WHAT TO DO
**1.** In the binsync plugin issue, rewrite the part from "- Inflexibility in" to "plugins; and visa-versa.", changing "first party" to "built in".
**2.** According to the binsync plugin issue, what commit describes the state of the current system?

** START OF SUPPLIED TEXT **

This issue is mostly the 'meeting notes' of a long conversation between @mahaloz and I about binsync's current plugin management issues.
The Problem
There are multiple common issues with the current system as of: f6eaf70
- Plugin / core version desyncs. Right now the plugins are not really versioned, but we require their installed code to come from the same commit that core package came from.
- Installed in the wrong environment; it is a common problem to install binsync into the wrong python enviornment; as each plugin needs itself and a copy of binsync to be installed into the environment of the interpreter of the desired decompiler.
- Inflexibility in adding decompiler support; plugins must be first party.
- In ability to easily update the binsync of users running angr.
- People running old versions of binsync core despite upgraded plugins; and visa-versa.
- No ability to add a true plugin system to binsync due to the inability to reliably install python packages
- Difficulties with editable installs on Windows due to symlinks issues: @mahaloz
Multiple of the above issues compound. For example, multiple installations of binsync might be on different versions simultaneously without the user knowing. Another simpler example: updating may be avoided due to installation tribulations.

** END OF SUPPLIED TEXT **
** START OF ENTRIES SUPPLIED **

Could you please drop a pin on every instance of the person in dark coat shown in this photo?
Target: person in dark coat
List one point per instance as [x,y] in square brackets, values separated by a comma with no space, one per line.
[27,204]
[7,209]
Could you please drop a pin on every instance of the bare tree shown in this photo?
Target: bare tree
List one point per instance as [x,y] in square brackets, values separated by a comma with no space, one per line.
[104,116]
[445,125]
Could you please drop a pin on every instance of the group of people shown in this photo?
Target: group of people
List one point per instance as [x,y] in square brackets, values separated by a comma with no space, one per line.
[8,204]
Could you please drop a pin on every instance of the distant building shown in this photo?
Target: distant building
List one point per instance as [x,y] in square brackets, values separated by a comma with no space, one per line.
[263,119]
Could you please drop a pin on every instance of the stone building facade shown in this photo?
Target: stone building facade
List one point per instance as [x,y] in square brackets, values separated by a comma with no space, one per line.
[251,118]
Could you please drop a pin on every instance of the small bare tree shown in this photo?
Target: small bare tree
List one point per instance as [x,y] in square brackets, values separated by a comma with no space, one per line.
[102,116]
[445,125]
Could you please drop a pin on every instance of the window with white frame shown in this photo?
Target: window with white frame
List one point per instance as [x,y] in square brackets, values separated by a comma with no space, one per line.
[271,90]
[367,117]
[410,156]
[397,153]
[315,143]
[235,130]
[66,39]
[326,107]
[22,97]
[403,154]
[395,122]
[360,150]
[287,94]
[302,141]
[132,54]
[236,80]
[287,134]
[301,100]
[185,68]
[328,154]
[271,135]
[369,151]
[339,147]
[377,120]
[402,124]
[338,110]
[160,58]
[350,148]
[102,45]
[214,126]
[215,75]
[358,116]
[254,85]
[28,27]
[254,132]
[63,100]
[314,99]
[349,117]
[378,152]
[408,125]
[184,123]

** END OF ENTRIES SUPPLIED **

WRITTEN RESPONSES
**1.**
- Inflexibility in adding decompiler support; plugins must be built in.
- In ability to easily update the binsync of users running angr.
- People running old versions of binsync core despite upgraded plugins; and visa-versa.

**2.** f6eaf70